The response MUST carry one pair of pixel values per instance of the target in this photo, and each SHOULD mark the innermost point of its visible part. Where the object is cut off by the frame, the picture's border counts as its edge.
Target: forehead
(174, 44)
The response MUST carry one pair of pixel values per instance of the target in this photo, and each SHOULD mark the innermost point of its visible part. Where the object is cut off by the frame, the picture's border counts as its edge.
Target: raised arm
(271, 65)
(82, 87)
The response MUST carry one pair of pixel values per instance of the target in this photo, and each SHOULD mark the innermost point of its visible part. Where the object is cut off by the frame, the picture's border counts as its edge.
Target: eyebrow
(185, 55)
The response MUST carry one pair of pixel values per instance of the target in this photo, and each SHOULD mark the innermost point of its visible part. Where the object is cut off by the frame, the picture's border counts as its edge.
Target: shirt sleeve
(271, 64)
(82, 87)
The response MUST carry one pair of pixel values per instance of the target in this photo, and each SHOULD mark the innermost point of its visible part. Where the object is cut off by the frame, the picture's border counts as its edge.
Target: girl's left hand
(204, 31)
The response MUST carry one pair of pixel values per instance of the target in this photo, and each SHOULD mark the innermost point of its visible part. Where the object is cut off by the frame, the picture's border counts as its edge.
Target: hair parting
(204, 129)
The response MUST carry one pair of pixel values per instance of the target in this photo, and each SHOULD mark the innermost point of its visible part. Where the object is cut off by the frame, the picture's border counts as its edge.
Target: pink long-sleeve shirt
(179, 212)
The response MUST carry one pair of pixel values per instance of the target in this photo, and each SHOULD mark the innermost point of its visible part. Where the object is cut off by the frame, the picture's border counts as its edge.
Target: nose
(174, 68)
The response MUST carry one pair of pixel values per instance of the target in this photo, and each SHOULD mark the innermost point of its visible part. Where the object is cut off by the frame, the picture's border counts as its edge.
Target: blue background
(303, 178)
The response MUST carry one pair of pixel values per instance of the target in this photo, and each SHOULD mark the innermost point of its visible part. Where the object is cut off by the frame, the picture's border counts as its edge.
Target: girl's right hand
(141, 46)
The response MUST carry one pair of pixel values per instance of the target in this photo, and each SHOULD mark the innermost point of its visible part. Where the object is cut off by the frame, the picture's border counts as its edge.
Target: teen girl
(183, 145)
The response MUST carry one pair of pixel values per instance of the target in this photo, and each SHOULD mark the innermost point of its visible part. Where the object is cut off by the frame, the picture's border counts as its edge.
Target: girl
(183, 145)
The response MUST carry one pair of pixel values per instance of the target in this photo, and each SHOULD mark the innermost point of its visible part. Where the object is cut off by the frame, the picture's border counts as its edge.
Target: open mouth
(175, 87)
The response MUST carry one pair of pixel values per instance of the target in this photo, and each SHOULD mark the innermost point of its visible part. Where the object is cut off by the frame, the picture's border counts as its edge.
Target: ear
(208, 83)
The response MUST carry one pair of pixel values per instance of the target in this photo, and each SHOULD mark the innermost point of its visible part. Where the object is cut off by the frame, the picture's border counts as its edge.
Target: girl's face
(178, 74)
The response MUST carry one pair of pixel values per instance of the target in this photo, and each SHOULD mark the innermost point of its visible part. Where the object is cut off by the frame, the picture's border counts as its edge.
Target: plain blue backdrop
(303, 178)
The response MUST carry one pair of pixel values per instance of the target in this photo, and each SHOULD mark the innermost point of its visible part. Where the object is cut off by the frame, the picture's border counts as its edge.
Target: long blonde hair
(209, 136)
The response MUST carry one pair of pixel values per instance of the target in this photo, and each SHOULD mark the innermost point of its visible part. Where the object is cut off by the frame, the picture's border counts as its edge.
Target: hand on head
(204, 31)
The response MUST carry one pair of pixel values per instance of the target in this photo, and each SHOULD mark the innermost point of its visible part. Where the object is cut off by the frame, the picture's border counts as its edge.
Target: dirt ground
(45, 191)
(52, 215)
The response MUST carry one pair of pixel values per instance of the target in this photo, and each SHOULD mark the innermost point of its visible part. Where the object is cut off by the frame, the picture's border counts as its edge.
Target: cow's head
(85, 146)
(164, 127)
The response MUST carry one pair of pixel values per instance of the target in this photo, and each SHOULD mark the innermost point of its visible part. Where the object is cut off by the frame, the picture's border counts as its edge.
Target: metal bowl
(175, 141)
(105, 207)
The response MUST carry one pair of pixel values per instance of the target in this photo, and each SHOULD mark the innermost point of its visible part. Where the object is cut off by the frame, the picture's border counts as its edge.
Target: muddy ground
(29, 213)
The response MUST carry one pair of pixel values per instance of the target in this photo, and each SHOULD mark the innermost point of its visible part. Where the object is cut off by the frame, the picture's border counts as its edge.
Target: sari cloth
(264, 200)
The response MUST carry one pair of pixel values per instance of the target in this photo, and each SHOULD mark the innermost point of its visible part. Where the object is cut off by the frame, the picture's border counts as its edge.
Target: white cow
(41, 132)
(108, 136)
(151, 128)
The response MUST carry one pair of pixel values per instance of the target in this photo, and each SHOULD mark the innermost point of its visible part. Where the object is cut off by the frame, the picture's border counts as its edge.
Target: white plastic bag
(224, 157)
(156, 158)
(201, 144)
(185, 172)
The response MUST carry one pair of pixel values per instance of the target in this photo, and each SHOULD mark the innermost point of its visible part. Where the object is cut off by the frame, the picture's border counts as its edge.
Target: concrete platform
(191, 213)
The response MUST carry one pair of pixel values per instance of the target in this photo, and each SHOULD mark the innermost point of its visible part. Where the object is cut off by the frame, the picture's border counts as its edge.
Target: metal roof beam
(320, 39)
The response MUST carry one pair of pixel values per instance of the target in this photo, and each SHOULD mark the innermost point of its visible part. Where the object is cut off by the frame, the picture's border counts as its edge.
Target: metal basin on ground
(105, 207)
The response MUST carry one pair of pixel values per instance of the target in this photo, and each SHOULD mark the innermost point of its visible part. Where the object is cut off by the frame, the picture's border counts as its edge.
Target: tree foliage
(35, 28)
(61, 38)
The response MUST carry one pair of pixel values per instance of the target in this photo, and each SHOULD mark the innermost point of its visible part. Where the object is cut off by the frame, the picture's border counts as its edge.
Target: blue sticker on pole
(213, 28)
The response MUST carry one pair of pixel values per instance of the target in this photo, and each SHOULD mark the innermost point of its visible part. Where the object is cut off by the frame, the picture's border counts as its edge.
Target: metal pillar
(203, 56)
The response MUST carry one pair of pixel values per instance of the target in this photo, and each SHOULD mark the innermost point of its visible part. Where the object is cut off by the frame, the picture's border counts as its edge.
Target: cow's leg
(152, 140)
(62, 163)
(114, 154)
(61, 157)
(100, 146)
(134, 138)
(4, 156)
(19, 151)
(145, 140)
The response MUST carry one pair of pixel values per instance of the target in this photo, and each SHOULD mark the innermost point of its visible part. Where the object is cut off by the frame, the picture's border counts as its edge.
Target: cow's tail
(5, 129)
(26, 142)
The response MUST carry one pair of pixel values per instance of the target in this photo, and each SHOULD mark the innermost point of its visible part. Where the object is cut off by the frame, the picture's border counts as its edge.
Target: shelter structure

• _Stated goal_: Return all of the entries word for word.

• _Exercise solution_:
The response MUST carry one pair of pixel values per instance of the target in this photo, and each SHOULD mark the innermost point of its visible part. Where the object is cut off by the frame, the picture's border counts as its edge.
Target: forehead
(174, 44)
The response MUST carry one pair of pixel values per instance of the target in this photo, and each SHOULD mark the innermost point of its visible part. Where the object is cut off by the frame, the picture's border counts as its edge.
Target: raised arm
(271, 65)
(82, 87)
The response MUST carry one pair of pixel values per instance of the target in this photo, and each SHOULD mark the innermost point of its visible part. Where the object is cut off by the frame, the picture's border counts as its edge.
Target: eyebrow
(185, 55)
The response MUST carry one pair of pixel values per instance of the target in this photo, and each SHOULD mark the innermost point of its visible part. Where the object is cut off by the frame, the picture's border counts as its edge.
Target: shirt sleeve
(271, 64)
(82, 87)
The response MUST carry one pair of pixel values per instance of the target in this photo, and each SHOULD mark the innermost point of its visible part. Where the object is cut off by the frame, the picture's border counts as its edge.
Target: girl's left hand
(204, 31)
The response MUST carry one pair of pixel values per instance of the target in this photo, and each SHOULD mark the innermost point of its visible part. Where the object is cut off by the frame, the picture's border counts as its edge.
Target: hair parting
(204, 129)
The response MUST carry one pair of pixel values per instance of the target in this photo, and each SHOULD mark the innermost point of its visible part. Where the object is cut off by the frame, the picture's border counts as its edge.
Target: pink long-sleeve shirt
(179, 212)
The response MUST carry one pair of pixel values per instance of the target in this photo, and each SHOULD mark the innermost point of its visible part. Where the object is cut off by the frame, the picture's border counts as its edge.
Target: nose
(174, 68)
The response MUST carry one pair of pixel values per instance of the target in this photo, and each SHOULD mark the innermost point of its visible part. Where the object is cut off by the frame, the picture's border counts as its edge.
Target: blue background
(303, 178)
The response MUST carry one pair of pixel values per instance of the target in this photo, and each SHOULD mark the innermost point of its visible part. Where the object is cut off by the frame, the picture's border counts as its edge.
Target: girl's right hand
(141, 46)
The response MUST carry one pair of pixel values per instance of the target in this photo, and each SHOULD mark the innermost point of its visible part. Where the object is cut off by the frame, the picture's border counts as its edge.
Target: teen girl
(183, 145)
The response MUST carry one pair of pixel values per instance of the target in this photo, and each SHOULD mark the innermost point of its visible part. Where the object is cut off by the frame, the picture's border counts as its edge.
Target: girl
(183, 145)
The response MUST carry one pair of pixel values per instance of the target in this photo, and each SHOULD mark the innermost point of its visible part. Where the object is cut off by the frame, the picture's border counts as its edge.
Target: open mouth
(175, 87)
The response MUST carry one pair of pixel values per instance of the target in this photo, and each SHOULD mark the innermost point of its visible part. Where the object is cut off by the frame, the picture's border counts as its edge.
Target: ear
(208, 83)
The response MUST carry one pair of pixel values per instance of the target in this photo, and each SHOULD mark the innermost point of its visible part. Where the object is cut off by the frame, the picture's border counts as its edge.
Target: girl's face
(178, 74)
The response MUST carry one pair of pixel values per instance of the target in this photo, and each SHOULD mark the innermost point of its visible part. Where the object is cut off by the frame, the picture's border counts as its edge.
Target: plain blue backdrop
(303, 178)
The response MUST carry one pair of pixel values per instance of the target in this photo, and each SHOULD mark the innermost point of its visible part. Where the object is cut off by the frame, the picture's border counts as its edge.
Target: long blonde hair
(209, 136)
The response MUST carry one pair of pixel values per instance of the target in this photo, and each SHOULD mark the innermost point of its visible part. Where the object is cut off by the frame, the picture's border counts as its edge.
Target: hand on head
(204, 31)
The response MUST carry one pair of pixel values per instance of the target in this photo, and each SHOULD mark the innermost point of its visible part. Where the object is cut off by the frame, the picture's border counts as its edge.
Target: dirt ground
(45, 191)
(52, 215)
The response MUST carry one pair of pixel values per instance of the target in this photo, and each SHOULD mark the innermost point of its visible part. Where the object is cut off by the frame, the picture's border counts as its edge.
Target: cow's head
(85, 146)
(164, 127)
The response MUST carry one pair of pixel values per instance of the target in this photo, and each SHOULD mark the innermost point of its visible part. Where the object is cut off by the frame, the picture's border counts as its edge.
Target: metal bowl
(175, 141)
(105, 207)
The response MUST carry one pair of pixel values per instance of the target in this photo, and each SHOULD mark the innermost point of its visible part. Where the object is cut off by the frame, the picture's border counts as its edge.
Target: muddy ground
(29, 213)
The response MUST carry one pair of pixel values per instance of the target in this photo, and each SHOULD mark the innermost point of its visible part. Where the object is cut off by the frame, the picture's border counts as its edge.
Target: sari cloth
(264, 200)
The response MUST carry one pair of pixel values per instance of the target in this photo, and each SHOULD mark the innermost point of its visible part. Where the object is cut off by the frame, the picture's border counts as its edge.
Target: white cow
(41, 132)
(108, 136)
(151, 128)
The response MUST carry one pair of pixel values per instance of the target in this photo, and each SHOULD mark the innermost point of its visible part. Where the object is cut off by the frame, the picture's border counts as its edge.
Target: white plastic bag
(224, 157)
(156, 158)
(201, 144)
(185, 172)
The response MUST carry one pair of pixel values per instance of the target in this photo, and each SHOULD mark the innermost point of its visible part. Where the object is cut off by the frame, the picture's border counts as its edge.
Target: concrete platform
(191, 213)
The response MUST carry one pair of pixel values per instance of the target in this photo, and each SHOULD mark the innermost point of its visible part. Where the object is cut off by the frame, the picture's border counts as its edge.
Target: metal roof beam
(320, 39)
The response MUST carry one pair of pixel values per instance of the target in this photo, and each SHOULD mark the innermost point of its visible part. Where the object is cut off by the frame, the picture's border counts as its edge.
Target: metal basin on ground
(105, 207)
The response MUST carry one pair of pixel values per instance of the target in this photo, and each SHOULD mark the innermost point of its visible part. Where the object is cut off by the frame, the picture's border counts as its edge.
Target: tree foliage
(35, 28)
(61, 38)
The response MUST carry one pair of pixel values per instance of the target in this photo, and each SHOULD mark the innermost point of its visible part. Where the object is cut off by the frame, the picture's border counts as its edge.
Target: blue sticker on pole
(213, 28)
The response MUST carry one pair of pixel values per instance of the target in this photo, and each SHOULD mark the innermost point of its visible part. Where the object is cut off by the frame, the picture's border counts as its edge.
Target: metal pillar
(203, 56)
The response MUST carry one pair of pixel values per instance of the target in this photo, and each SHOULD mark the innermost point of its visible part. Where the object is cut off by the frame, the picture's border counts as its edge.
Target: cow's leg
(152, 140)
(62, 163)
(114, 154)
(61, 157)
(100, 146)
(134, 138)
(4, 156)
(19, 151)
(145, 140)
The response MUST carry one pair of pixel values per instance of the target in this photo, and each SHOULD mark the innermost point of its visible part. Where the object is cut off by the frame, the picture's border counts as its edge.
Target: cow's tail
(5, 129)
(26, 142)
The response MUST carry one pair of pixel values per instance of the target in this photo, and each SHOULD mark the innermost point of its visible part. Where the object is cut off by the frame, the picture's border counts as its edge.
Target: shelter structure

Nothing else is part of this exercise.